_What is being asked:_ Reproduce the material below, swapping every occurrence of "every instance traced" for "all instances traced" and leaving everything else unchanged.

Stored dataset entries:
——

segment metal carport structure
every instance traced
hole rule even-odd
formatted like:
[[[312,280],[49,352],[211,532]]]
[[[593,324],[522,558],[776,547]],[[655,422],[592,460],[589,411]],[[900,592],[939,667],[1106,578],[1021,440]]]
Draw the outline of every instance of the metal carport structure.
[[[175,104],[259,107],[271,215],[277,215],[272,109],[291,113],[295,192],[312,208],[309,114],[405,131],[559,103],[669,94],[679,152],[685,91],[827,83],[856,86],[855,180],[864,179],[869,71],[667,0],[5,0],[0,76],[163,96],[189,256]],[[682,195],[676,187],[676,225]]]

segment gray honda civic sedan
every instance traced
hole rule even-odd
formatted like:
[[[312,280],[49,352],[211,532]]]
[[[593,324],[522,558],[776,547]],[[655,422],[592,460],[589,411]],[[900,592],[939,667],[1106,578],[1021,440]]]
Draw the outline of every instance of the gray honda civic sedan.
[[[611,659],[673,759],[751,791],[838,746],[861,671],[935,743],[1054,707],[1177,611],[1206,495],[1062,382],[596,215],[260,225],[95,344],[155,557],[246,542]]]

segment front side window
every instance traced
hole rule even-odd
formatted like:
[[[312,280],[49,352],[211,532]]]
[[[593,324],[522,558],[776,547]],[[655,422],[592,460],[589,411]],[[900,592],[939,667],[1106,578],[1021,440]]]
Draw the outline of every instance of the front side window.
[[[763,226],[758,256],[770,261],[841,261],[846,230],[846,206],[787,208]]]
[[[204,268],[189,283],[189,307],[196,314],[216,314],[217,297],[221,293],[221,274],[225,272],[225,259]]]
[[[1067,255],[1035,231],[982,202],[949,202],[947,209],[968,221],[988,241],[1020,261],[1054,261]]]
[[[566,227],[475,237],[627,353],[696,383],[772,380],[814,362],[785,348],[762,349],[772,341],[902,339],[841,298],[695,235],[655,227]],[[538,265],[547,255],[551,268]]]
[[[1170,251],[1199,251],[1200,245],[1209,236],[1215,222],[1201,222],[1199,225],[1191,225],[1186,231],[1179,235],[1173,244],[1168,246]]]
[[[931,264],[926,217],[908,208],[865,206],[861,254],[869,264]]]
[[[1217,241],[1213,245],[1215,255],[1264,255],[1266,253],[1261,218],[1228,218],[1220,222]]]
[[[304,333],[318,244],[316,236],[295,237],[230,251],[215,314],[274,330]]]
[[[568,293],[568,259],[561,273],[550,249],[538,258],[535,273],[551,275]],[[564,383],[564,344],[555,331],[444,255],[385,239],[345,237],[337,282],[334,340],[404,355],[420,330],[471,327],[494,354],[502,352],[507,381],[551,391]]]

——

_Response to this exercise:_
segment metal carport structure
all instances traced
hole rule even-odd
formatted like:
[[[312,280],[49,352],[211,532]]]
[[[593,324],[522,558],[776,547]],[[655,422],[592,460],[589,411]],[[900,592],[939,667],[1106,578],[1021,440]]]
Draw the outline of every instance of the metal carport structure.
[[[175,104],[259,107],[271,215],[277,215],[272,109],[291,113],[295,192],[312,208],[309,114],[405,131],[559,103],[669,94],[679,152],[685,91],[827,83],[856,86],[855,180],[864,179],[869,71],[667,0],[5,0],[0,76],[163,96],[189,256]],[[682,195],[676,187],[676,225]]]

segment gray honda civic sedan
all instances traced
hole rule even-odd
formatted like:
[[[312,280],[49,352],[211,532]]]
[[[593,324],[522,558],[776,547]],[[655,422],[592,460],[589,411]],[[900,592],[939,667],[1106,578],[1021,440]]]
Draw the outline of every instance of the gray honda civic sedan.
[[[611,659],[673,759],[751,791],[838,746],[861,671],[935,743],[1054,707],[1177,611],[1206,495],[1062,382],[596,215],[260,225],[95,344],[155,557],[246,542]]]

segment front side window
all instances traced
hole rule even-odd
formatted like:
[[[312,280],[49,352],[211,532]]]
[[[593,324],[522,558],[776,547]],[[655,422],[592,460],[589,411]],[[900,592],[939,667],[1106,578],[1021,440]]]
Draw the outline of every instance of the front side window.
[[[763,226],[758,256],[770,261],[841,261],[846,230],[846,206],[787,208]]]
[[[204,268],[189,283],[189,307],[196,314],[216,314],[217,297],[221,293],[221,274],[225,272],[225,259]]]
[[[1067,255],[1035,231],[982,202],[949,202],[947,209],[968,221],[988,241],[1020,261],[1054,261]]]
[[[566,227],[475,237],[627,353],[696,383],[772,380],[814,362],[785,348],[762,349],[772,341],[902,339],[841,298],[695,235],[655,227]],[[538,265],[547,255],[551,268]]]
[[[1170,251],[1199,251],[1200,245],[1209,236],[1215,222],[1201,222],[1199,225],[1191,225],[1186,231],[1179,235],[1173,244],[1168,246]]]
[[[931,264],[926,217],[908,208],[865,206],[861,254],[869,264]]]
[[[1217,241],[1213,245],[1215,255],[1264,255],[1266,253],[1261,218],[1228,218],[1220,222]]]
[[[304,333],[318,244],[316,236],[295,237],[230,251],[215,314],[274,330]]]
[[[568,293],[568,259],[561,273],[550,249],[538,258],[535,273],[551,275]],[[564,383],[564,344],[555,331],[444,255],[385,239],[345,237],[337,282],[334,340],[404,355],[420,330],[471,327],[494,354],[502,352],[507,381],[551,391]]]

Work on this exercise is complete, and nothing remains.